This human comparison is a development-stage validation on a small sample with three coders so far, and I am expanding both the coded set and the coder pool. Treat the human-anchored numbers as encouraging but preliminary.
Fourteen models classified those letters from the letter text alone. I deliberately spanned a range within each family rather than relying on a single model: four Claude tiers (Haiku, Sonnet, Opus, and the newest flagship Fable 5); three GPT models reaching back across generations (the 2023-era GPT-3.5 up to today's GPT-5.5); three Gemini tiers (Pro, Flash, Flash-Lite); and four open-weight models. By "frontier" I mean the newest flagship in each family: Fable 5, GPT-5.5, Gemini Pro. Two findings:
A note on coverage, and on the open models specifically. The agreement figures above come from the 20-letter expert set, the only letters with human labels, and that holds for every model open and closed. The open-weight models are not uniformly strong: against the human gold, phi-4 and Mistral reach Cohen's κ 0.85 on stance and gemma 0.84, all tying the commercial frontier and sitting at the 0.82 human ceiling, while Qwen, a 0.5-billion-parameter model included as a deliberate floor, reaches only κ 0.30. The four open models were additionally run over the full corpus of every letter on the site, so the stance result does not rest on the small sample alone.
Stance is one pick out of three and entity one out of ten, but rationale is a set: a single letter can invoke several economic arguments at once, chosen from a couple dozen codes. There is no one right answer to match against, so agreement here is measured as how much two readers' sets of codes overlap rather than by kappa, and it is the lowest-agreement dimension of the three, for humans and models alike.
On the human side, the experts overlap on rationale only about half the time, well below their stance agreement. Much of that reflects coding depth: readers differ in how many arguments they record per letter. One expert codes inclusively, around three per letter; another codes minimally, closer to one or two.
•••
• **TASKS TO PERFORM**:
(1) Extract the portion of the coder-agreement passage between "Stance is one" and "and models alike.", inclusive.
(2) Answer these questions using the coder-agreement passage:
(a) How many coders have taken part in the human comparison so far?
(b) What Cohen's κ on stance does Qwen reach against the human gold?
(c) Roughly how many arguments per letter does the inclusive expert record?
(3) Continue the coder-agreement passage from the point at which it ends.
None of the entries is required for this work.

• **Items from a data source**:
•••
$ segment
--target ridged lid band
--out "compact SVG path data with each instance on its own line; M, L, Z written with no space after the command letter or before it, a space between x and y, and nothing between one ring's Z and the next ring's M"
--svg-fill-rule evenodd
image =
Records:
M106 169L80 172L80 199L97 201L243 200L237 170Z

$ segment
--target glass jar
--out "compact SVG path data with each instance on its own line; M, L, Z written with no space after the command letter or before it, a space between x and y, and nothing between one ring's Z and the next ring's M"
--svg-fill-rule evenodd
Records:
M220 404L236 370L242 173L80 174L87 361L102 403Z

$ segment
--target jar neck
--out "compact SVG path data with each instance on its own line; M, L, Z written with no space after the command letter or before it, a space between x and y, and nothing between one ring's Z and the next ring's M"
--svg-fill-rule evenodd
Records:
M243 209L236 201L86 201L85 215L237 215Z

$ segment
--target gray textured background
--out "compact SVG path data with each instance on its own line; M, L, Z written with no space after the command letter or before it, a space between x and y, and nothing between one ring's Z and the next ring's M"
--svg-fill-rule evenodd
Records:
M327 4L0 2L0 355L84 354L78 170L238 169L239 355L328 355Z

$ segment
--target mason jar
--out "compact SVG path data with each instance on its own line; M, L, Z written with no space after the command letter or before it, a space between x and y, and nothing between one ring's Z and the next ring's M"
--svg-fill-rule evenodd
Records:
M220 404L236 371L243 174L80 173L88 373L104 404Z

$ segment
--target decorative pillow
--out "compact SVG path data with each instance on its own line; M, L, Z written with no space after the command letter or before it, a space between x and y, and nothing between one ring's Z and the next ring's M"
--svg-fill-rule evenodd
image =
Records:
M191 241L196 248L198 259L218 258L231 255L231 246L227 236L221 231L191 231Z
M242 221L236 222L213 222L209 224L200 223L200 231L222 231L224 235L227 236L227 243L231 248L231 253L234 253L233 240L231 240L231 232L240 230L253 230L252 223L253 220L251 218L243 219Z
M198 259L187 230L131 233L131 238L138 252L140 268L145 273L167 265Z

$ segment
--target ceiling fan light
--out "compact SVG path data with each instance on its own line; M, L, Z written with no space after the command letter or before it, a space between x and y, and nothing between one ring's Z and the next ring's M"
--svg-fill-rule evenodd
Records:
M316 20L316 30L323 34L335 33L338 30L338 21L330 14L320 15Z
•••
• **SET OF ANSWERS**:
(1)
Stance is one pick out of three and entity one out of ten, but rationale is a set: a single letter can invoke several economic arguments at once, chosen from a couple dozen codes. There is no one right answer to match against, so agreement here is measured as how much two readers' sets of codes overlap rather than by kappa, and it is the lowest-agreement dimension of the three, for humans and models alike.

(2)
(a) Three.
(b) κ 0.30.
(c) Around three.

(3)
On the cross-model side, the models divide their emphasis differently from the people. They reach for specific economic-mechanism arguments (fraud and insider risk, market function, information asymmetry) two to three times as often as the human coders do, while leaning less on the single broad argument the humans use most, investor protection. The models and the humans read the same letters; they apportion the why differently.
The upshot: rationale is where I would trust the labels least, and where the method still needs the most work: fixing a consistent coding depth before these overlap numbers are fully comparable. Stance is solid, entity is harder, and rationale is the challenge.
The finding does not depend on any one vendor. Measured against the human gold standard on the expert set, three open-weight models that anyone can download and run for free (a 14B, a 24B, and a 27B) reach Cohen's κ of 0.84 to 0.85 on stance: the same band as Opus 4.8, GPT-5.5, and Gemini Pro, and at the 0.82 three-rater human ceiling. On stance, a free model rates the letters about as reliably as the commercial frontier and about as well as adding another human expert. The strongest closed models also re-derive the stance labels published on this site almost perfectly; several agree on 100% of the validation letters. (Entity and rationale reproduce less well, as expected since they are the harder dimensions.)